WORK TO COMPLETE.
1: From the author profiles, copy the passage beginning at the words "Molly Gloss for" and stopping after "for the Novel.".
2: According to the author profiles, what award did Molly Gloss's book The Jump-Off Creek win in 1990?

TEXT UNDER STUDY below:

K.B. Dixon for The Sum of His Syndromes. The book is described by Ken as “a story of a slightly disturbed young druge who had found himself at a personal and profesional crossroads.” Ken says he has a writing schedule and he is “unflatteringly rigid about sticking to it. It includes a significant portion of each weekday evening with additional hours stuffed in here and there on weekends.” When asked what inspires him, he responds, “Lots of things inspire me—too many things to list individually. Ideas inspire me, words inspire me, other writing inspires me, the smell of soggy dog inspires me.”
Molly Gloss for The Hearts of Horses. The novel takes place in the early 1900’s in Eastern Oregon, and tells the story of 19-year-old Martha Lessen. In an interview with Powell’s, Molly says, “I write to please myself, for the most part. I try to write a book that I can’t find on the shelf to read.” In 1990, Molly’s book The Jump-Off Creek won the Oregon Book Award for the Novel.
Ehud Havazelet for Bearing the Body. The novel tells the history of the Mirsky family, including Nathan, a medical student; Daniel, his troubled brother; and their father, Sol, a Holocaust survivor. Ehud says “Life allowing, I write six mornings a week. By lunch I’ve either exhausted or enraged myself.” When asked what inspires him, he says “When I’m working just about anything does, beginning with the writers I love best. When I’m morosely not, nothing does.”

End of TEXT UNDER STUDY.
RECORDS SHOWN below:

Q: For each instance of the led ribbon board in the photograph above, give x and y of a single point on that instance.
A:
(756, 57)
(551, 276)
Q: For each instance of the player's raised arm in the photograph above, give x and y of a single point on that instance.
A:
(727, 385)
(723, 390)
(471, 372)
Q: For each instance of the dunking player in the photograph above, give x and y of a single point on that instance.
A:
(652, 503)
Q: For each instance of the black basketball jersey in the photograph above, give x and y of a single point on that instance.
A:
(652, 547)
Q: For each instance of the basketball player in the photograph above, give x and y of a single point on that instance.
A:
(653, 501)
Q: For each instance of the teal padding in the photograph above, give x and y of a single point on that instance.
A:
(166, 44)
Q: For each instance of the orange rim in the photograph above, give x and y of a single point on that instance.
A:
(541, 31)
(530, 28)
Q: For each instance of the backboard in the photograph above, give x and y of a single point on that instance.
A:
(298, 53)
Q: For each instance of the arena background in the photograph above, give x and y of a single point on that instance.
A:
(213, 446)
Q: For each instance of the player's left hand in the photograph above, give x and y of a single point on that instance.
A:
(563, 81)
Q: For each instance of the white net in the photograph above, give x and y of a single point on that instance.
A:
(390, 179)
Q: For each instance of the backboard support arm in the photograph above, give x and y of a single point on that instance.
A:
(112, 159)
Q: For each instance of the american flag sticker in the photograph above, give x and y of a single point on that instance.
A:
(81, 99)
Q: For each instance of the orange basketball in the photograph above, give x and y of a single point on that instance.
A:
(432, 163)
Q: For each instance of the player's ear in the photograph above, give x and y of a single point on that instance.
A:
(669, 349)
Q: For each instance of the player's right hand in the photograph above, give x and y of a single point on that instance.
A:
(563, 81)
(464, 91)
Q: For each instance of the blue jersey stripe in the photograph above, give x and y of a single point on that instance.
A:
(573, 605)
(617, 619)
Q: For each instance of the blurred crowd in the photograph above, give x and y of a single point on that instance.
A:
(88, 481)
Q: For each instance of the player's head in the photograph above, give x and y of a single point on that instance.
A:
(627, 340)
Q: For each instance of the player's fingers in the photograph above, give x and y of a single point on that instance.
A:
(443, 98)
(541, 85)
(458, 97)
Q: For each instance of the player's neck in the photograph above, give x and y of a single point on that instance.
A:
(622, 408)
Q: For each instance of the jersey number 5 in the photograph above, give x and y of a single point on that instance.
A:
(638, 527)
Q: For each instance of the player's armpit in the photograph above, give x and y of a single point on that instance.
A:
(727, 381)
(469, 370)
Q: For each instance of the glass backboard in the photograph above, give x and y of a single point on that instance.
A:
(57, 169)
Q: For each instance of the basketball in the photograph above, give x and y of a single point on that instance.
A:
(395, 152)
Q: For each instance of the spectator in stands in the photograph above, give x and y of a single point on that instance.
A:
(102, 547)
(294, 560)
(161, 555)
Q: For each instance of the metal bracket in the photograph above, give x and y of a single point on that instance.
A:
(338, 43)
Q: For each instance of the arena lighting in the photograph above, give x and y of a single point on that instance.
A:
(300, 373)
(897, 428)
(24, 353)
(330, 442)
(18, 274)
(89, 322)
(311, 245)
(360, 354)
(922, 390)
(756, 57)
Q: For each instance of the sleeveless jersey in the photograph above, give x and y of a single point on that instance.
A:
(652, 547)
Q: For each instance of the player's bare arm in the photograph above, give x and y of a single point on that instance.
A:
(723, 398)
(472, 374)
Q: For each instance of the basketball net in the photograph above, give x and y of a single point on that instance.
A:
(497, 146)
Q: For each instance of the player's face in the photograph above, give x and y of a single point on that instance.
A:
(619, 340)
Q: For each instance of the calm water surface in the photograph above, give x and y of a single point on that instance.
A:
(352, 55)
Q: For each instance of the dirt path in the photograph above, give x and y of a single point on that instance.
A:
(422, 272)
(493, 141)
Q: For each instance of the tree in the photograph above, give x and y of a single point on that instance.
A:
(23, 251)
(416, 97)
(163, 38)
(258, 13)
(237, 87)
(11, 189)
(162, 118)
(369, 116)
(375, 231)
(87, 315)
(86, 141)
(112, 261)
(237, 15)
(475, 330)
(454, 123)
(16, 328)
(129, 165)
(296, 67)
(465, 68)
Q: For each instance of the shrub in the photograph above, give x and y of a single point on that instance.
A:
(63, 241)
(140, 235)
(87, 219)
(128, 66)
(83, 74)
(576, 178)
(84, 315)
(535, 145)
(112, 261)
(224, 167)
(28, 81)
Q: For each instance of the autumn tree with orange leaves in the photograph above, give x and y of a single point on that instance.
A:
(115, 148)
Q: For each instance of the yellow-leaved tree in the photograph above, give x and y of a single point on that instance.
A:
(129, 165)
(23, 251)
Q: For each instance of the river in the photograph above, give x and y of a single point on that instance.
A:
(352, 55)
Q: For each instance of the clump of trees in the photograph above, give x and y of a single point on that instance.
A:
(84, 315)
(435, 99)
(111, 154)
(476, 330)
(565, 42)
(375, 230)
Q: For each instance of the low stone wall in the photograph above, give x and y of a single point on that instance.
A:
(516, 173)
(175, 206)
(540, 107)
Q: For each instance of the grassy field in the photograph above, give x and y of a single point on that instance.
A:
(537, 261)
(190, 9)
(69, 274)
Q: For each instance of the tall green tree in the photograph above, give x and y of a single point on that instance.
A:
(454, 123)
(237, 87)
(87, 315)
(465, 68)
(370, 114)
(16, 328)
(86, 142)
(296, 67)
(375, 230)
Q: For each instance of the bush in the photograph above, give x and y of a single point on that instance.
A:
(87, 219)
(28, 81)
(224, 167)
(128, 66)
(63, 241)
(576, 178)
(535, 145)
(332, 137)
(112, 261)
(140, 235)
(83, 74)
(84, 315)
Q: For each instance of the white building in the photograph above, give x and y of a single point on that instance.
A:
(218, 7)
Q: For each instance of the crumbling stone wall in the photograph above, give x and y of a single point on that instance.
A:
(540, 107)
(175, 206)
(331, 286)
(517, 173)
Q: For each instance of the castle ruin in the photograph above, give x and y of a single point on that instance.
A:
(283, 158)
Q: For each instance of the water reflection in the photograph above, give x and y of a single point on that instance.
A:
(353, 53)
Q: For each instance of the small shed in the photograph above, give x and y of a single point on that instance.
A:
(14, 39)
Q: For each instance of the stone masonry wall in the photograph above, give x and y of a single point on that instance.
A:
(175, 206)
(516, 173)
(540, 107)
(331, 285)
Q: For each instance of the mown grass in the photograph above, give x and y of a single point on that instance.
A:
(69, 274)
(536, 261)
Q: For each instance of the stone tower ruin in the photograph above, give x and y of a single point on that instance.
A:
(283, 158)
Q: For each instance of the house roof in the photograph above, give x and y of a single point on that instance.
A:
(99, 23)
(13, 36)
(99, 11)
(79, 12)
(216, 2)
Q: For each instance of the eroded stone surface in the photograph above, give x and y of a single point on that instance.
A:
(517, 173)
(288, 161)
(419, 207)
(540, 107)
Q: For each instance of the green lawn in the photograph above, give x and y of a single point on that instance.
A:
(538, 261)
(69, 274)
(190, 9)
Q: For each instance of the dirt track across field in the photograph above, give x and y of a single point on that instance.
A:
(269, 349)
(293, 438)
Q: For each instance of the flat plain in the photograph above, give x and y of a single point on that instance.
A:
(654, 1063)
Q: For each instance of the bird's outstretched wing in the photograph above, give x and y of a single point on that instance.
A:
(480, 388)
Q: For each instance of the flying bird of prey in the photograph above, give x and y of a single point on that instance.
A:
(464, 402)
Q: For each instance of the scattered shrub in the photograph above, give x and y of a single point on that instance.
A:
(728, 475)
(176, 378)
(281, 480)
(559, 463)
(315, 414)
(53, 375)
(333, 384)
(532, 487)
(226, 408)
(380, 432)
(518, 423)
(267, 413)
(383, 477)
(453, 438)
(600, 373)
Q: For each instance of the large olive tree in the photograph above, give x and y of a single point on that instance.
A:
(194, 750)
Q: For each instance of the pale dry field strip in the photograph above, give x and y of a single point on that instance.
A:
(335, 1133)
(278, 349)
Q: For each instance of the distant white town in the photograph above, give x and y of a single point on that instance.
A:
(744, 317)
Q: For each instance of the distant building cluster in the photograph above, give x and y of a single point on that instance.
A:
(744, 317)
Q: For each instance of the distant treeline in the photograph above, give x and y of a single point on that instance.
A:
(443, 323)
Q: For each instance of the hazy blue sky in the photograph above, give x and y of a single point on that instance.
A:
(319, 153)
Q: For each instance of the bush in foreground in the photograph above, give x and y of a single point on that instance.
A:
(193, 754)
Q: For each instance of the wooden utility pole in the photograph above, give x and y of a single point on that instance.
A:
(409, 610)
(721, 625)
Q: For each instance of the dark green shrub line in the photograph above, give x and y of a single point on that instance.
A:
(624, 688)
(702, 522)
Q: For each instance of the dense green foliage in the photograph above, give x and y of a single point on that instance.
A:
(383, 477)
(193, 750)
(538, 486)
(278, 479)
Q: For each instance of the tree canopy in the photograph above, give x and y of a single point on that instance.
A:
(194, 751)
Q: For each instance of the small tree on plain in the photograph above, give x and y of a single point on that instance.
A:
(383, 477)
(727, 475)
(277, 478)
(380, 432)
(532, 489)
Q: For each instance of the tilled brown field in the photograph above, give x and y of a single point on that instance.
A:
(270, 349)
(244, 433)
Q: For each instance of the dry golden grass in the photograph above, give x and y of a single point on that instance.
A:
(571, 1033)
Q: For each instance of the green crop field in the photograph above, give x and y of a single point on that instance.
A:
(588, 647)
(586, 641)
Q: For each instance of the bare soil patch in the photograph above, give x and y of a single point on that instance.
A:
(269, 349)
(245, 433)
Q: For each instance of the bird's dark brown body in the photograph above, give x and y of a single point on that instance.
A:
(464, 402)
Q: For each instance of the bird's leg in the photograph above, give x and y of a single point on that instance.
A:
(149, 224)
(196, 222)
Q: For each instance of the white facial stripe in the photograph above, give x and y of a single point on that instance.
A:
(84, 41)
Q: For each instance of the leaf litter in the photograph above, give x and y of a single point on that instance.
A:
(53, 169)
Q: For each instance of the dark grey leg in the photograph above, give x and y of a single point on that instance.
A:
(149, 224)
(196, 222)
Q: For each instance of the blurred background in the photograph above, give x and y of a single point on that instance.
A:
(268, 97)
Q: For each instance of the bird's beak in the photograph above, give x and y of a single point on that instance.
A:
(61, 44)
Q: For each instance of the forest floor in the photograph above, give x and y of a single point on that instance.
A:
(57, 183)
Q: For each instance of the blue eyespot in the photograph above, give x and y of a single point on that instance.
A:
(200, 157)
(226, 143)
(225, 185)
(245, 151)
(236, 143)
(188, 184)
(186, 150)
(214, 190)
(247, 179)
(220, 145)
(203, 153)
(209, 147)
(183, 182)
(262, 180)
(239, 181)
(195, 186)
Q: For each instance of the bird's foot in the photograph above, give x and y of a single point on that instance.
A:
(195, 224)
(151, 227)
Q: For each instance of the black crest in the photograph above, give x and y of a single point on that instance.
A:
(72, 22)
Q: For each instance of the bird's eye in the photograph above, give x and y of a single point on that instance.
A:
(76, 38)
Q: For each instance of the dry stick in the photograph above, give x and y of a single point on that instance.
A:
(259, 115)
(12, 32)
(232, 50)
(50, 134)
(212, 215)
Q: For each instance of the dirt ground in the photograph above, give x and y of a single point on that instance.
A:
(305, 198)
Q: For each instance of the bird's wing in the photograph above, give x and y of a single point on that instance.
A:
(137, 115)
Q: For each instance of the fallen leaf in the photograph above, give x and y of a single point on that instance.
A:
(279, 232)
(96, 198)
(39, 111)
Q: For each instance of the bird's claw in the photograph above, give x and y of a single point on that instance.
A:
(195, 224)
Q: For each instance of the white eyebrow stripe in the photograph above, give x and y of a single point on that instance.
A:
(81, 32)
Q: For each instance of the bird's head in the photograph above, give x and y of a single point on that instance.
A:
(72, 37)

End of RECORDS SHOWN.

ANSWER SECTION.
1:
Molly Gloss for The Hearts of Horses. The novel takes place in the early 1900’s in Eastern Oregon, and tells the story of 19-year-old Martha Lessen. In an interview with Powell’s, Molly says, “I write to please myself, for the most part. I try to write a book that I can’t find on the shelf to read.” In 1990, Molly’s book The Jump-Off Creek won the Oregon Book Award for the Novel.

2: The Oregon Book Award for the Novel.